*Your assignment:*
Lines that contain "bowl" are to be copied from the material, every one of them.

-- -- --

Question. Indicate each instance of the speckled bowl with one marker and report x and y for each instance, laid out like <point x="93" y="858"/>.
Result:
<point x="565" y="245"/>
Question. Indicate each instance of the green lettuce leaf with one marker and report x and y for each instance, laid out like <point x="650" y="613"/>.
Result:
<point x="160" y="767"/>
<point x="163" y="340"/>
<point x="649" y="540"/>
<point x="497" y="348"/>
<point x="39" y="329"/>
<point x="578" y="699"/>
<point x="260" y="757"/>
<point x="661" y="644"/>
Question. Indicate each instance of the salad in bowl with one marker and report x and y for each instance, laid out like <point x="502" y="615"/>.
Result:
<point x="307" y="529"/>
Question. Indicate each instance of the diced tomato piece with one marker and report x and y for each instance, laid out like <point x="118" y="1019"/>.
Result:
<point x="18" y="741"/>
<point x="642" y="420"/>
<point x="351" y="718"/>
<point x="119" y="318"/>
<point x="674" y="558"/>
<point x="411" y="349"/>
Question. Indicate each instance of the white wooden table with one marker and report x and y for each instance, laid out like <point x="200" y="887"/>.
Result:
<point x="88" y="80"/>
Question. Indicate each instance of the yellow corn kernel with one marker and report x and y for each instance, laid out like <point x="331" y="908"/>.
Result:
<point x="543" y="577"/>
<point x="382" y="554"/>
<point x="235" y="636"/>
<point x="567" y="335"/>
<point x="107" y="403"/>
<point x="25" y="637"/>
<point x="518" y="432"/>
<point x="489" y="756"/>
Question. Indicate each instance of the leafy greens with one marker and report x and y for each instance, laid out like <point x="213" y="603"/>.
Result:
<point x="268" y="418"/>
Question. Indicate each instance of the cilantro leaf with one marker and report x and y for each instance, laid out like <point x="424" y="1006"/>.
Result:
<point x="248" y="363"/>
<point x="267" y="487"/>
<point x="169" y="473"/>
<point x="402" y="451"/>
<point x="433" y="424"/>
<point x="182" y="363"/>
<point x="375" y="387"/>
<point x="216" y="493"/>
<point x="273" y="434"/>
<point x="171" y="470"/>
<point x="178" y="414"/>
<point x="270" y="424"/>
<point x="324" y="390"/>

-- -- --

*Solution to this problem:*
Question. Indicate each instance of the speckled bowl with one marker and report x and y for each instance, laid out like <point x="93" y="858"/>.
Question. Indicate each instance of the salad in bowl with one marker and report x and y for each instance, laid out like <point x="502" y="615"/>.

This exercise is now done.